→ **Objective**
Rewrite all of the records below as a numbered list, leaving out any blank lines.

## Start Raw data

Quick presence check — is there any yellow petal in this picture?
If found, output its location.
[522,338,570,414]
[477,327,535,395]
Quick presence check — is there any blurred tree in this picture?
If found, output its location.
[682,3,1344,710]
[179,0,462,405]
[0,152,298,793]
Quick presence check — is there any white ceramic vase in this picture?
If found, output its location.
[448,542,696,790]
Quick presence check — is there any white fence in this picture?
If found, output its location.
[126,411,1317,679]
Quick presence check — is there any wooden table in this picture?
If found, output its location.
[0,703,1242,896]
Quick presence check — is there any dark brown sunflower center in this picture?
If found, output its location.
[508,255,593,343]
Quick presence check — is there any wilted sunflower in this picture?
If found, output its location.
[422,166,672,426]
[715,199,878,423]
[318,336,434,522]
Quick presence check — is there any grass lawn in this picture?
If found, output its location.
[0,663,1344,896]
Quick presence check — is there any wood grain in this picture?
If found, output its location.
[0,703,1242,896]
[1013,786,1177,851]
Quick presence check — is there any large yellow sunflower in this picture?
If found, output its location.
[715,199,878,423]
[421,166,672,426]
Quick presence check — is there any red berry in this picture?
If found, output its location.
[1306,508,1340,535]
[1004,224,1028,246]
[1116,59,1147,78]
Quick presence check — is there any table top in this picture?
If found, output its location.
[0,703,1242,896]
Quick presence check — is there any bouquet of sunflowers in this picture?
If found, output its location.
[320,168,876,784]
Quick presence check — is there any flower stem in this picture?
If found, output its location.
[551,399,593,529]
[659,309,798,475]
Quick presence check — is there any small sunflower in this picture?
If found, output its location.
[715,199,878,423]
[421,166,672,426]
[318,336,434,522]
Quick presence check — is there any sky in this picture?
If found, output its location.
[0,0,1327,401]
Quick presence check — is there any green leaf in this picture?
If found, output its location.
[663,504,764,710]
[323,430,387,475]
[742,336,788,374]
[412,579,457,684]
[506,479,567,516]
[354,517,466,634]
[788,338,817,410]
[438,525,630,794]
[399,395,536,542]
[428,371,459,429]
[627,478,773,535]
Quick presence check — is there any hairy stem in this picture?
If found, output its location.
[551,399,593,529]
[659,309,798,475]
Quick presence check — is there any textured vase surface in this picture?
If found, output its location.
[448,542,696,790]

## End Raw data

→ **Solution to the problem**
1. Quick presence check — is there any yellow petal in this picture?
2. If found, output its location.
3. [522,338,570,414]
4. [477,327,535,395]
5. Quick presence check — is there any blurred tree in this picture?
6. If found, output its location.
7. [682,3,1344,710]
8. [179,0,462,405]
9. [0,152,298,793]
10. Quick presence check — is there any white ceramic vase in this picture?
11. If found, output its location.
12. [448,542,696,790]
13. Quick presence check — is there any white fence in this picture?
14. If found, output its location.
15. [126,411,1317,679]
16. Quick presence check — is there any wooden table in this picture?
17. If found, output its location.
18. [0,703,1242,896]
19. Quick presence check — is there any dark brown sunflower center in this picture?
20. If found, output its location.
21. [508,255,593,343]
22. Quick presence check — is there any wilted sunflower in this picture?
23. If found, output its location.
24. [422,166,672,426]
25. [715,199,878,423]
26. [318,336,434,522]
27. Quick presence check — is there any grass lawn in this picture?
28. If found, output its location.
29. [0,663,1344,896]
30. Quick presence check — is there any wood grain in this picture?
31. If found, output its location.
32. [0,703,1242,896]
33. [1013,786,1177,851]
34. Quick presence check — is there any large yellow sunflower in this picture?
35. If found, output its location.
36. [715,199,878,423]
37. [421,166,672,426]
38. Quick presence check — is there any red berry in this picture?
39. If found, output its location.
40. [1306,508,1340,535]
41. [1004,224,1028,246]
42. [1116,59,1147,78]
43. Quick presence check — is there any table top in this picture?
44. If found, output its location.
45. [0,703,1242,896]
46. Quick presence check — is there any bouquet of sunflowers in this picture?
47. If found, output its location.
48. [320,168,876,784]
49. Quick presence check — is there any flower stem in this picture?
50. If found, output its location.
51. [551,399,593,529]
52. [659,309,798,475]
53. Quick presence check — is there any small sunflower in this picture?
54. If found, output its location.
55. [715,199,878,423]
56. [421,166,672,426]
57. [318,336,434,522]
58. Quick presence check — is there any sky in this picture?
59. If found, output its location.
60. [0,0,1327,401]
61. Quick presence check — is there any green leaf in this picture?
62. If found, output its location.
63. [663,504,764,710]
64. [323,430,387,475]
65. [742,336,788,374]
66. [412,579,457,684]
67. [506,479,567,516]
68. [354,517,466,634]
69. [788,338,817,410]
70. [438,525,630,794]
71. [399,395,536,542]
72. [428,371,459,429]
73. [627,478,773,535]
74. Quick presence check — is there any hairy stem in this picture?
75. If found, output its location.
76. [551,399,593,529]
77. [659,309,798,475]
78. Quick presence check — is there any textured vase surface in this picture?
79. If found, output its location.
80. [448,542,696,790]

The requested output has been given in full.